▸ **Text-to-region grounding data**
******************************
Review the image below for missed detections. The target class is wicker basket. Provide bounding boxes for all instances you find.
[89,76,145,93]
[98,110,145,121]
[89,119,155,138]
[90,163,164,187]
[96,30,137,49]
******************************
▸ **Your objective**
Without changing a single character, repeat each record.

▸ **Answer to the problem**
Review the image below for missed detections. The target class is wicker basket. Provide bounding boxes for all instances you find.
[89,76,145,93]
[98,110,145,121]
[89,119,155,138]
[90,163,164,187]
[96,30,137,49]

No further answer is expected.